Information shown ->
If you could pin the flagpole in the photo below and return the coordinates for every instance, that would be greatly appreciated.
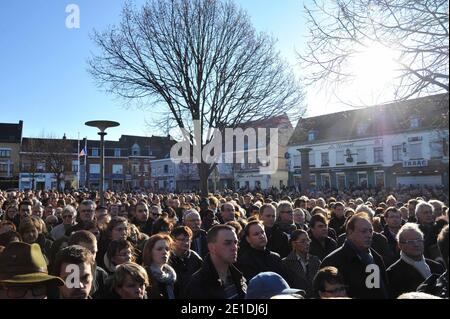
(78, 169)
(85, 162)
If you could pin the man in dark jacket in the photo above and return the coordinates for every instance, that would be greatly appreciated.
(407, 273)
(393, 220)
(427, 224)
(193, 221)
(218, 278)
(183, 260)
(361, 267)
(438, 285)
(338, 219)
(277, 240)
(253, 256)
(87, 240)
(321, 243)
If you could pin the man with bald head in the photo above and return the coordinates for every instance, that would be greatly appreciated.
(362, 267)
(199, 244)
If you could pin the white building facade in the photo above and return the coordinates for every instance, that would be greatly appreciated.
(410, 153)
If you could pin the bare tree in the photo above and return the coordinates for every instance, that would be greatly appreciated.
(195, 60)
(416, 29)
(30, 158)
(58, 155)
(54, 154)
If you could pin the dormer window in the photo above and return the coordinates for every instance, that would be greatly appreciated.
(312, 135)
(414, 122)
(135, 150)
(361, 128)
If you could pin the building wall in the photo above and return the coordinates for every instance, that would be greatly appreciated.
(414, 145)
(12, 162)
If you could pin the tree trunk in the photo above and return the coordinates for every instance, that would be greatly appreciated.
(203, 173)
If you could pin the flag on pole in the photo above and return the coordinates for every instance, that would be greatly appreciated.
(83, 151)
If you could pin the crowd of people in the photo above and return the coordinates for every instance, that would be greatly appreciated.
(364, 243)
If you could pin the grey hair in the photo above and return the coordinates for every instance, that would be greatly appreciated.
(190, 212)
(421, 206)
(282, 205)
(408, 227)
(362, 208)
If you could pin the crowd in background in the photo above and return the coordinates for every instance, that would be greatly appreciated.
(359, 243)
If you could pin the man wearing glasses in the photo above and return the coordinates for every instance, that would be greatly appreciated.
(427, 224)
(361, 267)
(407, 273)
(69, 216)
(86, 215)
(23, 273)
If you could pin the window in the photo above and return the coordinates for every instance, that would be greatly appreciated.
(5, 153)
(437, 149)
(135, 150)
(325, 161)
(340, 180)
(94, 168)
(397, 153)
(362, 156)
(40, 167)
(312, 159)
(135, 168)
(378, 155)
(340, 158)
(312, 180)
(362, 179)
(26, 166)
(361, 128)
(74, 166)
(326, 180)
(414, 122)
(379, 179)
(117, 169)
(415, 151)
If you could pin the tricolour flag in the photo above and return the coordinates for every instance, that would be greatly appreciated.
(83, 151)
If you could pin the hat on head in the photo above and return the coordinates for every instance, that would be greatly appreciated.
(204, 201)
(268, 284)
(22, 263)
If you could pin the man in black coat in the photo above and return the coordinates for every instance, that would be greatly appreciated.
(183, 260)
(362, 267)
(438, 285)
(193, 221)
(218, 278)
(407, 273)
(393, 220)
(321, 244)
(277, 240)
(338, 219)
(253, 256)
(427, 224)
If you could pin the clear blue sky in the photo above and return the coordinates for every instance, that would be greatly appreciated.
(44, 81)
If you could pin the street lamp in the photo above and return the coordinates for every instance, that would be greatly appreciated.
(102, 126)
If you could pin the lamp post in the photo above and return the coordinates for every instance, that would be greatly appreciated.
(102, 126)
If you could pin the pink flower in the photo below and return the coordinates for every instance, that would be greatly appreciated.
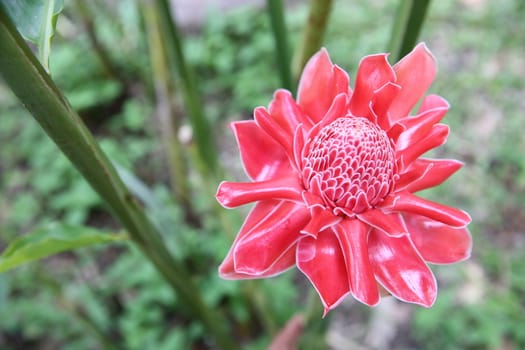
(333, 180)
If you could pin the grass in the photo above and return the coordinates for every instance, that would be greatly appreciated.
(479, 48)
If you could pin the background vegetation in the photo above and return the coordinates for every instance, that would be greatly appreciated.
(110, 296)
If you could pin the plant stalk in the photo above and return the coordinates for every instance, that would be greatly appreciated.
(202, 130)
(312, 35)
(166, 107)
(276, 12)
(38, 93)
(409, 20)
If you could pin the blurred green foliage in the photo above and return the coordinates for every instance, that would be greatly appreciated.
(101, 296)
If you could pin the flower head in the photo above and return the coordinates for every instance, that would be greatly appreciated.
(333, 180)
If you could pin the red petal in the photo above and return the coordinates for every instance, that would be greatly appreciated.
(425, 173)
(390, 224)
(282, 136)
(415, 72)
(420, 125)
(353, 237)
(233, 194)
(322, 261)
(260, 212)
(321, 220)
(258, 250)
(320, 82)
(438, 243)
(283, 263)
(407, 202)
(401, 270)
(436, 137)
(381, 101)
(286, 112)
(262, 157)
(374, 72)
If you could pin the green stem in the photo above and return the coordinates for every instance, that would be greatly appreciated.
(312, 36)
(276, 12)
(192, 99)
(313, 323)
(35, 89)
(169, 123)
(409, 20)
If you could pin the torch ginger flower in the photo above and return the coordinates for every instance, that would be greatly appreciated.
(333, 181)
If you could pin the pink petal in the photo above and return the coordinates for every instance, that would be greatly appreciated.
(320, 82)
(353, 238)
(390, 224)
(283, 263)
(260, 212)
(436, 137)
(322, 261)
(401, 270)
(233, 194)
(382, 99)
(262, 157)
(374, 72)
(321, 219)
(415, 72)
(286, 112)
(438, 243)
(257, 251)
(407, 202)
(282, 136)
(425, 173)
(420, 125)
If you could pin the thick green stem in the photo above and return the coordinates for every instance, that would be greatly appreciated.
(35, 89)
(409, 20)
(312, 36)
(194, 105)
(276, 12)
(169, 122)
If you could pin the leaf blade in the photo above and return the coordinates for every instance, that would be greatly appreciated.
(52, 239)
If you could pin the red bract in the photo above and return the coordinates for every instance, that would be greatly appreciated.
(333, 181)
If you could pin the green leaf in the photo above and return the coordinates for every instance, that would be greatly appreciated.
(52, 239)
(36, 21)
(408, 23)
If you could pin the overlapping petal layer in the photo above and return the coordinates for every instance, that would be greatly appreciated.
(336, 197)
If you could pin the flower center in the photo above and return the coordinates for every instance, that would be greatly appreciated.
(350, 164)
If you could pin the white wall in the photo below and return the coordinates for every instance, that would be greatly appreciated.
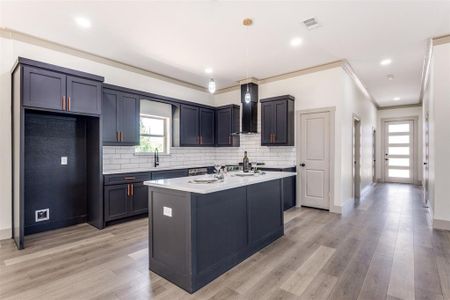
(11, 49)
(356, 103)
(439, 108)
(328, 88)
(399, 113)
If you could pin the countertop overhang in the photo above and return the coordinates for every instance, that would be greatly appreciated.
(231, 181)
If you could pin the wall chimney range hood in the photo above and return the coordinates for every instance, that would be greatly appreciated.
(249, 122)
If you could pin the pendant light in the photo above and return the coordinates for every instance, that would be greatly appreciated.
(212, 86)
(247, 23)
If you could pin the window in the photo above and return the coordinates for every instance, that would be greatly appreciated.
(153, 132)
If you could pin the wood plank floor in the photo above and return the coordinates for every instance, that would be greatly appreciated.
(383, 249)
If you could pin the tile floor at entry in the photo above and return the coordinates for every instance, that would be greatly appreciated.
(383, 249)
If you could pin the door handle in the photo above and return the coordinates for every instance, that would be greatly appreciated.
(63, 102)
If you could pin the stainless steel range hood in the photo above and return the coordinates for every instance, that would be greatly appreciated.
(249, 121)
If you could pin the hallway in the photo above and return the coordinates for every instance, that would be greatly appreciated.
(383, 249)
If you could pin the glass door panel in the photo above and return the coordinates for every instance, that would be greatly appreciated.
(398, 141)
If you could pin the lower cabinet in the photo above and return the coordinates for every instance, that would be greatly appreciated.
(125, 200)
(289, 186)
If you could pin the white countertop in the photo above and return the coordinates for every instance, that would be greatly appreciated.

Aim of the exercise -> Make an exact copy of every record, pictures excluded.

Solution for this exercise ->
If you could pin the flagpole in the photo below and return the coordinates for every instance, that would be greatly appreciated.
(78, 169)
(85, 162)
If you could pin the man in dark jacket in the photo above and return the coordinates for every instance, that would be greatly appreciated.
(407, 273)
(393, 220)
(427, 224)
(193, 221)
(218, 278)
(183, 260)
(361, 267)
(438, 285)
(338, 219)
(277, 240)
(253, 256)
(87, 240)
(321, 243)
If you could pin the man with bald head in the photo above and return the coordinates for every instance, that would be greatly appreciated.
(362, 267)
(199, 244)
If you could pin the white building facade in the photo above and return the coordinates for every instance, that would be greatly appreciated.
(410, 153)
If you could pin the bare tree in the photo above and return the coordinates for every instance, that would be greatly appreciated.
(195, 60)
(416, 29)
(30, 158)
(58, 155)
(54, 154)
If you could pin the dormer window in the photo above and return the coordinates for every instance, that would be greatly appreciated.
(312, 135)
(414, 122)
(135, 150)
(361, 128)
If you could pin the building wall in the photo above and return the coordinates for every instance, that would be greatly appreciated.
(414, 145)
(12, 162)
If you could pin the tree trunk in the photo above and return the coordinates for every instance, that would be greatly appreciated.
(203, 173)
If you could pin the flag on pole in the photo above and return the coordinates for every instance, that would be greatly appreciated.
(83, 151)
If you could pin the crowd of people in the photo above and return the coordinates for every instance, that would be greatly appreciated.
(364, 243)
If you could pin the grey hair in the photo above and return the coordinates for every instance, that would be greatly appreciated.
(190, 212)
(421, 206)
(282, 205)
(408, 227)
(362, 208)
If you could pin the crowd in background in the photo above and return the coordinates for every instance, that would be greatly appreciated.
(359, 243)
If you could pin the man wearing glasses in the photo above and return the coordinates for every instance, that would be greatly appreciated.
(427, 224)
(361, 267)
(407, 273)
(69, 216)
(86, 215)
(23, 273)
If you could pin the window in the photo above and return the coordinates for every instance, that would be greatly appreciated.
(5, 153)
(437, 149)
(135, 150)
(325, 161)
(340, 180)
(94, 168)
(397, 153)
(362, 156)
(40, 167)
(312, 159)
(135, 168)
(378, 155)
(340, 158)
(312, 180)
(362, 179)
(26, 166)
(361, 128)
(74, 166)
(326, 180)
(414, 122)
(379, 179)
(117, 169)
(415, 151)
If you could pin the tricolour flag in the photo above and return the coordinates for every instance, that would be greatly appreciated.
(83, 151)
If you could pin the hat on head in the photo above and return the coordinates for every instance, that would be greatly appreciated.
(204, 201)
(268, 284)
(22, 263)
If you could pin the man in black coat in the photo above and return the coordinates for every instance, that would be greatly appreciated.
(183, 260)
(362, 267)
(438, 285)
(193, 221)
(218, 278)
(407, 273)
(393, 220)
(321, 244)
(277, 240)
(338, 219)
(253, 256)
(427, 224)
If you could pin the clear blue sky in the photo above and return the coordinates for every instance, that would be greatly appreciated.
(44, 81)
If you could pin the street lamp in the photo above and return the coordinates for every instance, that would be greatly appreciated.
(102, 126)
If you could pin the lamp post in the photo above and return the coordinates for every instance, that would be greatly appreciated.
(102, 126)
If you could pin the pink flower in the photo below and return the coordinates for every instance, that would be greatly appreciated.
(333, 180)
If you could pin the grass in the photo above and return the coordinates for every instance, that would be greatly appreciated.
(479, 48)
If you could pin the background vegetation in the photo above and return the coordinates for every instance, that would be greatly appreciated.
(110, 296)
If you could pin the plant stalk in the photo above and return the coordinates for every instance, that would be greatly appreciated.
(202, 130)
(312, 35)
(166, 107)
(276, 12)
(38, 93)
(409, 20)
If you could pin the blurred green foliage in the photo above and return the coordinates for every instance, that would be greatly appreciated.
(101, 296)
If you could pin the flower head in the photo above and return the coordinates for every instance, that would be greatly appreciated.
(333, 180)
If you could pin the red petal in the photo above and return the coordinates for every instance, that would be greatly appreciated.
(425, 173)
(390, 224)
(282, 136)
(415, 72)
(420, 125)
(353, 237)
(233, 194)
(322, 261)
(260, 212)
(321, 220)
(258, 250)
(320, 82)
(438, 243)
(283, 263)
(407, 202)
(401, 270)
(436, 137)
(381, 101)
(286, 112)
(262, 157)
(374, 72)
If you could pin the green stem in the photo above and return the coordinates for every instance, that would be greatly appreciated.
(312, 36)
(276, 12)
(192, 99)
(313, 323)
(35, 89)
(169, 123)
(409, 20)
If you could pin the torch ginger flower in the photo above and return the coordinates for every instance, that would be greatly appreciated.
(333, 181)
If you could pin the pink petal in the photo above and return the coordinates for every instance, that would be greatly appreciated.
(320, 82)
(353, 238)
(390, 224)
(283, 263)
(260, 212)
(436, 137)
(322, 261)
(401, 270)
(233, 194)
(382, 99)
(262, 157)
(374, 72)
(321, 219)
(415, 72)
(286, 112)
(438, 243)
(257, 251)
(407, 202)
(282, 136)
(425, 173)
(420, 125)
If you could pin the thick green stem in the photo above and return the coordinates for every instance, that would be greatly appreciated.
(35, 89)
(409, 20)
(312, 36)
(194, 105)
(276, 12)
(169, 122)
If you could pin the leaf blade in the photo above and return the coordinates for every instance, that would be greatly appreciated.
(52, 239)
If you could pin the red bract in the photo above and return the coordinates for every instance, that would be greatly appreciated.
(333, 181)
If you could pin the green leaf in the photo above and return the coordinates for every instance, that would be greatly appreciated.
(52, 239)
(36, 21)
(408, 23)
If you could pin the overlapping petal layer in the photo above and return the coordinates for every instance, that would be greatly appreciated.
(336, 197)
If you could pin the flower center in the photo above and return the coordinates for every instance, that would be greatly appreciated.
(350, 164)
If you could pin the white wall in the photo below and return the coordinates for every instance, that would be greatly appreciated.
(11, 49)
(356, 103)
(439, 108)
(328, 88)
(399, 113)
If you could pin the countertop overhang in the photo above and return the coordinates for every instance, that would be greatly appreciated.
(231, 181)
If you could pin the wall chimney range hood in the photo above and return the coordinates for every instance, that would be greatly appreciated.
(249, 122)
If you could pin the pendant light in the photo above and return the coordinates for every instance, that would be greatly appreciated.
(212, 86)
(247, 23)
If you could pin the window in the photo above and return the coordinates for every instance, that would be greatly appreciated.
(153, 132)
If you could pin the wood plank floor in the photo above and return the coordinates for every instance, that would be greatly appreciated.
(383, 249)
If you could pin the tile floor at entry in the photo above and return the coordinates for every instance, that would be greatly appreciated.
(383, 249)
If you could pin the door handle in the photo above and return the coordinates for every instance, that would be greatly appreciated.
(63, 102)
If you could pin the stainless steel range hood in the photo above and return the coordinates for every instance, that would be greatly appreciated.
(249, 121)
If you could pin the hallway in the photo above and return the coordinates for every instance, that would be greatly appreciated.
(383, 249)
If you could pin the glass door panel in the photo above and return the coordinates for every instance, that would be greatly appreciated.
(398, 141)
If you could pin the lower cabinet in the photo above and return the coordinates for every instance, that would be greatly appreciated.
(125, 200)
(289, 186)
If you could pin the white countertop in the photo above and return the coordinates for every instance, that would be greatly appreciated.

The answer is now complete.